• Extract provided:

● ● ● ● ● ● ●

But I sincerely want to thank you all for reading.  I can tell by the comments section that often someone will find the blog, read it every day, comment every day, and then just lose interest I guess because they go away and never return.  At least to the comments section.  But happily, others seem to take their place.   So thanks for reading however long you stay with me.

One feature I began very early on was Friday Questions.  I figure that I've answered roughly 3,500 FQ's so far.  147 were the correct answers.

For today, I thought I'd go back and re-post my very first entry.  It's kind of a wandering mess, but in there somewhere are kernels of what the blog eventually has become.  Enjoy.  Since this post, over 35,000,000 visitors have stopped by.  I so appreciate that you're one of them. 

For everyone who has said to me "you should start a blog" here it is. Now what?

So until I figure that out, I thought I'd post the kind of stuff I have been writing -- namely humorous travelogues and award show reviews that up until now have only gone to those unfortunate souls in my address book. As I learn how this works and come up with original thoughts I shall add to it. Or take requests. Or go on to podcasting.

Interests will include pop culture, show business, baseball, radio, the 60's, the theatre, baby boomers, bragging about my kids, hawking my various projects, and general bitching.

But for now, here are examples of what I've done should anyone care what I do in the future. And if you're reading this, congratulations, you're probably the first to ever log on to this blog site.

****************

November 2005 -- Halloween in Frisco

I hope you’ll bear with me. I’ve been doing a lot of traveling lately. That means more travelogues. The good news is more material for a possible book. The bad news is you’re hearing more from me than the prince of the Contonou-Benin republic and he at least has a fabulous business opportunity. So at the risk of becoming spam, here’s another travel report. This is actually a compilation of two recent trips up to the bay area to visit my son, Matt. Enjoy….or delete.

As part of Debby’s social work doctoral program at the Lilith Sternin Institute she had to attend a convocation the first weekend of October in beautiful Emeryville, nestled cozily between the hills of Berkeley and the gang wars of Oakland. We decided to fly up to San Jose, hook up with Matt, and continue on to the Baghdad of the East Bay.

First stop was the Apple campus for a tour from Matt. As opposed to the last time I was there I thought I actually saw a pretty girl. Probably 600 engineers have taken secret pictures of her with their cellphone cams and now use it as their screen saver.

Debby got her first look at Matt’s apartment – the New Dehli Arms. He is the only resident of the building not named Kumar and not living with eight people in a one-bedroom unit.

On to San Francisco but veering off to Emeryville. That’s like bypassing New York City to vacation in Yonkers.

● ● ● ● ● ● ●

• Extracted records:

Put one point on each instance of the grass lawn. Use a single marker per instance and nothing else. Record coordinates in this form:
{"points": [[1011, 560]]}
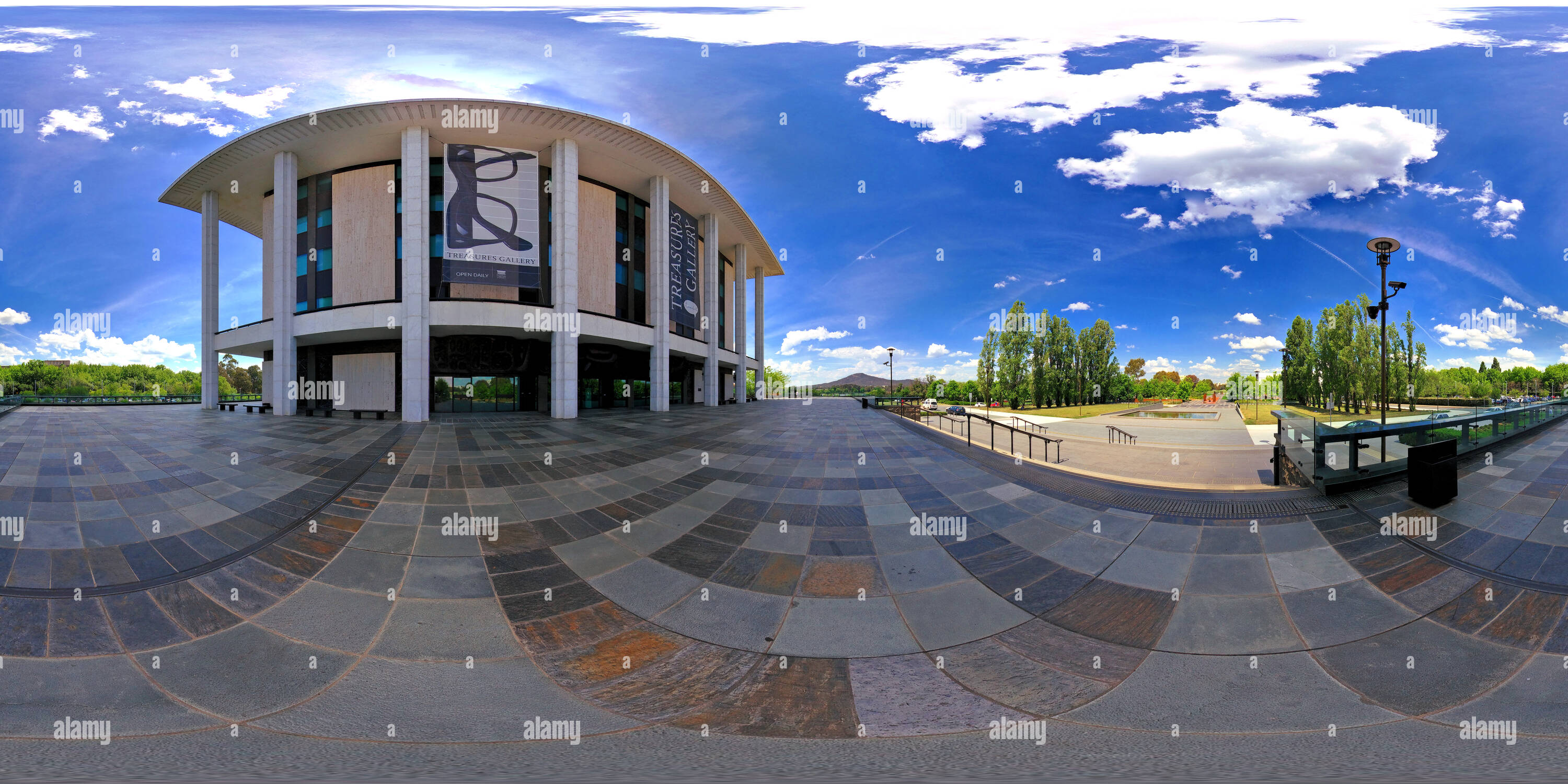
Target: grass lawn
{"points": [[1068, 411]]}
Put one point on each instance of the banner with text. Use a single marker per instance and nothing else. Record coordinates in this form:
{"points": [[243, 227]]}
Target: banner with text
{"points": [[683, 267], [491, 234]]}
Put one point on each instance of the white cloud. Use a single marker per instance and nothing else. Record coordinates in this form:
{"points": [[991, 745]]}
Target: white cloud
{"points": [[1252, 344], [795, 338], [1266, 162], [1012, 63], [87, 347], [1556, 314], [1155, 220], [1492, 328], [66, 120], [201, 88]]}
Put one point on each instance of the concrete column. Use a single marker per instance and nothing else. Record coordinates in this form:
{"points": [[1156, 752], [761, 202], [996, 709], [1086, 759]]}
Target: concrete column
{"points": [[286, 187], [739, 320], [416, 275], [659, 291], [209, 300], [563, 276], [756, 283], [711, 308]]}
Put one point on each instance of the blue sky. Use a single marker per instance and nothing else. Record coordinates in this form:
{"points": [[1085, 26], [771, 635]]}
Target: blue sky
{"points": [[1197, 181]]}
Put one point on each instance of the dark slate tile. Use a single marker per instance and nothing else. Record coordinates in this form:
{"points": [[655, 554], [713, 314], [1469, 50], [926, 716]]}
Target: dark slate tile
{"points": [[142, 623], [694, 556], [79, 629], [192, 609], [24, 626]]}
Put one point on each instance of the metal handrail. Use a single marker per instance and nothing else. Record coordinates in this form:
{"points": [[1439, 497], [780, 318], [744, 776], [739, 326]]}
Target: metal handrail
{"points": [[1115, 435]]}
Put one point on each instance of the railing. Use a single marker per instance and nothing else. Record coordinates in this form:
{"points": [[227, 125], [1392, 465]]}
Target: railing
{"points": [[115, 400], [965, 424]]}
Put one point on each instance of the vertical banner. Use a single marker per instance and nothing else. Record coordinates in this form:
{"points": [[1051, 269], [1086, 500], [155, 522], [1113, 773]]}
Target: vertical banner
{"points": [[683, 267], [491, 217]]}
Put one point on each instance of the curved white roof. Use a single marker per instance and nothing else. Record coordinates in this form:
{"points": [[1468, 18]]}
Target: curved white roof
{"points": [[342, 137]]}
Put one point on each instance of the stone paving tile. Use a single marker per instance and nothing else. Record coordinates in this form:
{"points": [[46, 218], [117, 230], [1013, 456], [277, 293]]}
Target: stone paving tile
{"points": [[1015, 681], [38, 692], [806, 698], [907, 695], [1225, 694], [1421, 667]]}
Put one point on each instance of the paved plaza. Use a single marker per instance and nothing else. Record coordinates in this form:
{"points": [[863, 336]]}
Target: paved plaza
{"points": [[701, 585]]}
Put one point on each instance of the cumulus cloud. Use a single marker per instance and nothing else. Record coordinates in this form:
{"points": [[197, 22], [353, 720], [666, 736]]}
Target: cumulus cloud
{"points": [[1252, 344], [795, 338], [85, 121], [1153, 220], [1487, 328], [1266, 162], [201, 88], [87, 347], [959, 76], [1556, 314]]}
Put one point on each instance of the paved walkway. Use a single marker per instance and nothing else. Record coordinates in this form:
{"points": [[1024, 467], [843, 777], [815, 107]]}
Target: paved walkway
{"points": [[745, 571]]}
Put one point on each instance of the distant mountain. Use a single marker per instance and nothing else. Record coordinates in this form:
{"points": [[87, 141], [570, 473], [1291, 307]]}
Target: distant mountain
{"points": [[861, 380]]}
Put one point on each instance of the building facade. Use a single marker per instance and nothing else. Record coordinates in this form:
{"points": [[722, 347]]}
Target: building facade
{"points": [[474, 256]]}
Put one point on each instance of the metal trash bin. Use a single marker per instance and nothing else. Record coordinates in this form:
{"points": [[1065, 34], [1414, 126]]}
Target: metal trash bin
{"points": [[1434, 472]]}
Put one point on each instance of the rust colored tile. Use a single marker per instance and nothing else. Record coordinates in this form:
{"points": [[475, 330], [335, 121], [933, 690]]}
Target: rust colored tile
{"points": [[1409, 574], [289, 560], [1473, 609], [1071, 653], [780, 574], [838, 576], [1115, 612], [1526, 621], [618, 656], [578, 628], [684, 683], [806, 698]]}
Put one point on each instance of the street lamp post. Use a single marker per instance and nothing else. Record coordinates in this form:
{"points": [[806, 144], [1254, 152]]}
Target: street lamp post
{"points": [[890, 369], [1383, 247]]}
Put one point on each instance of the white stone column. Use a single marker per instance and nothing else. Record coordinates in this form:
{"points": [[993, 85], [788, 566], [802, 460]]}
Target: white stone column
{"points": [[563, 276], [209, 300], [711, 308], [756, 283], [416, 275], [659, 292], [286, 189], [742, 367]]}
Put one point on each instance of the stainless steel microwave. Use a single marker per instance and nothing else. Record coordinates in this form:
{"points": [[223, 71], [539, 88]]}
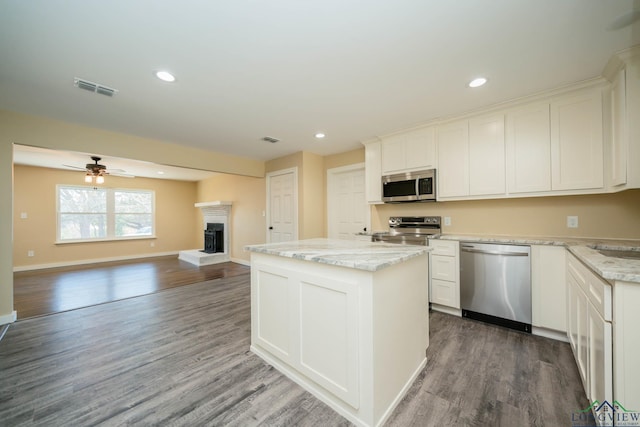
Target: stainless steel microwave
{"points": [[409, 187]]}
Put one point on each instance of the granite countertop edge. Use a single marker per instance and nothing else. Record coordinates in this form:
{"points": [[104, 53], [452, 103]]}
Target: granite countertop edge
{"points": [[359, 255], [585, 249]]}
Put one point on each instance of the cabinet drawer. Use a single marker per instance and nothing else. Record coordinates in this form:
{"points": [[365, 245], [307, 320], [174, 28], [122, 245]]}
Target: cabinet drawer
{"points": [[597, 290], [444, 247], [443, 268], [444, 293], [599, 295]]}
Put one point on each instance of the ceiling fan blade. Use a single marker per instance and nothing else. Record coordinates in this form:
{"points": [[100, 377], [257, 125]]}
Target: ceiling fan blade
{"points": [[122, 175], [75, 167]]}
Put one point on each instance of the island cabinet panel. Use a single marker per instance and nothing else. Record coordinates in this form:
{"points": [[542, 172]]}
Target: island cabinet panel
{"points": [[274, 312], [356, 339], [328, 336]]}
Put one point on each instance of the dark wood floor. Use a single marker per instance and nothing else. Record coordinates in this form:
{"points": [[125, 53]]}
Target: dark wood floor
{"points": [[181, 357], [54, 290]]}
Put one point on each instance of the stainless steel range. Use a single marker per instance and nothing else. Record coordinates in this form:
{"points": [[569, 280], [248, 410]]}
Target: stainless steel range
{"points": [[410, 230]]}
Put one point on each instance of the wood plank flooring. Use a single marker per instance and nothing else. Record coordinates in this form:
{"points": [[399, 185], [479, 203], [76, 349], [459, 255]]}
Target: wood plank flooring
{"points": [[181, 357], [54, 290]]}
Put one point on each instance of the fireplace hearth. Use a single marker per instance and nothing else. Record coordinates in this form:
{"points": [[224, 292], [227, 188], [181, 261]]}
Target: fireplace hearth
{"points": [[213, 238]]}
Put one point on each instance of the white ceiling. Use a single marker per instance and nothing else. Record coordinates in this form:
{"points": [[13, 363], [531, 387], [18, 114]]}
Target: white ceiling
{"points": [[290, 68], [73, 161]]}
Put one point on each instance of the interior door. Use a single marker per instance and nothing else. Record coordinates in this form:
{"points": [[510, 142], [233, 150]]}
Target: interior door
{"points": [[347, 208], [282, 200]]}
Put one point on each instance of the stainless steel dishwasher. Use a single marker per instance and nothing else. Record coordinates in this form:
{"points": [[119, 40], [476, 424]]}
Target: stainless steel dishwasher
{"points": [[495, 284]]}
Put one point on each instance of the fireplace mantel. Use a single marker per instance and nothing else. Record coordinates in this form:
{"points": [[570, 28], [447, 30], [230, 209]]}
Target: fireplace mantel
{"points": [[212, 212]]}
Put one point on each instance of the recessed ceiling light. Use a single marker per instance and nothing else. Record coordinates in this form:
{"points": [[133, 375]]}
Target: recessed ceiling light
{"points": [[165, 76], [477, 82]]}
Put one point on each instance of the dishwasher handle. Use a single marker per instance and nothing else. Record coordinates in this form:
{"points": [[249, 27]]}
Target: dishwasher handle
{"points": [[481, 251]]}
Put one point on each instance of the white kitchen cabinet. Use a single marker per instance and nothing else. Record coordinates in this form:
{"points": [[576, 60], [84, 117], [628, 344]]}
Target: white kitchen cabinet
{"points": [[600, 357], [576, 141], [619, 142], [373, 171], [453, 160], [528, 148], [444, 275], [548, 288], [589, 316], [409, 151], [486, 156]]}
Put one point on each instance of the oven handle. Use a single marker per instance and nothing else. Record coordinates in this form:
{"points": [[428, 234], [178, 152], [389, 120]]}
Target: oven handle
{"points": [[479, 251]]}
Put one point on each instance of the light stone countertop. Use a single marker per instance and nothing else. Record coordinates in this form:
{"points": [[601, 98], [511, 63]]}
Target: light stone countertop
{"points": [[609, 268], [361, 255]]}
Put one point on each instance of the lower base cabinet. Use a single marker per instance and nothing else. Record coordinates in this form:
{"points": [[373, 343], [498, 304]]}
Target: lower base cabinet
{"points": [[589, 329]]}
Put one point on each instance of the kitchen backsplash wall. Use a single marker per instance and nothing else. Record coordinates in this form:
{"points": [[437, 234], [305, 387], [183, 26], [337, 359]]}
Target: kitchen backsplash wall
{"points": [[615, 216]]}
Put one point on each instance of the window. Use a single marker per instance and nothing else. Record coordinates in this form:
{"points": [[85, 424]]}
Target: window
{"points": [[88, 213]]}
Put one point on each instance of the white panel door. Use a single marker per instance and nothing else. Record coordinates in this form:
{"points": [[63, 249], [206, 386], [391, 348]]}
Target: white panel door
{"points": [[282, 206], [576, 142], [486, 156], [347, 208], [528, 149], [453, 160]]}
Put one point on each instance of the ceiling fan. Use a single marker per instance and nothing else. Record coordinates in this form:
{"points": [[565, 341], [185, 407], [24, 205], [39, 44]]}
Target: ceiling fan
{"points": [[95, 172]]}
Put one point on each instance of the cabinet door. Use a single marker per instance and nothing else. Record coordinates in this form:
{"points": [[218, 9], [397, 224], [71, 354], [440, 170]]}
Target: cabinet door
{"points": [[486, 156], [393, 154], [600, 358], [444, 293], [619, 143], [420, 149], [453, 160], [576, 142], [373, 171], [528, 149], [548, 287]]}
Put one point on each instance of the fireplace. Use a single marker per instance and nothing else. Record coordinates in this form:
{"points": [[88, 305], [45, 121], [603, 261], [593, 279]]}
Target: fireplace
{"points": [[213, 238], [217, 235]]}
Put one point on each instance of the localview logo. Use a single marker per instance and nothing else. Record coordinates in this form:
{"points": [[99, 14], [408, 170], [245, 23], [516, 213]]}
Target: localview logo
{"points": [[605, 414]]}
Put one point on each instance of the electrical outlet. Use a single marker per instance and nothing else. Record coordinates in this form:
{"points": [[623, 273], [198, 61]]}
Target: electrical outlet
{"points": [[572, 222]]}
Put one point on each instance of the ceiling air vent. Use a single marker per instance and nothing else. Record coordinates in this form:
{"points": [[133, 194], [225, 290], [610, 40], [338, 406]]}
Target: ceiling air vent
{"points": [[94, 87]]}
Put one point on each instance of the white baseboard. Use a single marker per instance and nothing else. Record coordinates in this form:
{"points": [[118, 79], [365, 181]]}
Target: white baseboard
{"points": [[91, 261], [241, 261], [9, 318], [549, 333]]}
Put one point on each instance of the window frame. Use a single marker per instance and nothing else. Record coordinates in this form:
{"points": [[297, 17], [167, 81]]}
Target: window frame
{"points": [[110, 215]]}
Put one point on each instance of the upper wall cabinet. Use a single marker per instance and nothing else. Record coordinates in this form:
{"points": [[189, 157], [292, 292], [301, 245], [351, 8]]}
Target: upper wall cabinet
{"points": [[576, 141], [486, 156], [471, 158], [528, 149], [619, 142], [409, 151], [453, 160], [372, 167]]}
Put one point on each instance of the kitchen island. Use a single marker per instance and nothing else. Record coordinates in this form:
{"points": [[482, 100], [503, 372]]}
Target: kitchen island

● ● ● ● ● ● ●

• Description of the task:
Pick up the blog post about the Bay Area trip and continue it from the point where it now ends. The items have no connection to the blog post.

• Result of this exercise:
Emeryville is merely a collection of airport hotels without the airport. Why anyone would stay there that doesn’t have a 5 a.m. flight is beyond me.

While Debby spent the weekend listening to lectures on dementia Matt and I went to Berkeley to see the effects of it. The 60’s are alive on Telegraph Avenue. It’s as if a retirement village put on a production of HAIR. Tie-dyed shirts, head shops, hat shops. What better father-son bonding experience than shopping for bongs together?

I hate to tell these people but the Janis Joplin look did not even look good on Janis Joplin.

A panhandler went up to Matt claiming to be Jerry Garcia. (True story) But when Matt didn’t give him enough change he proved to be a member of the Un-Grateful Dead, or at least the Not-Sufficiently-Grateful Dead.

Bumper stickers seen: “Clinton lied but nobody died”. “Impeach Bush”, “FUCK LBJ”.

The Krishnas have a copier service. Considering they chant the same thing over and over it only makes sense.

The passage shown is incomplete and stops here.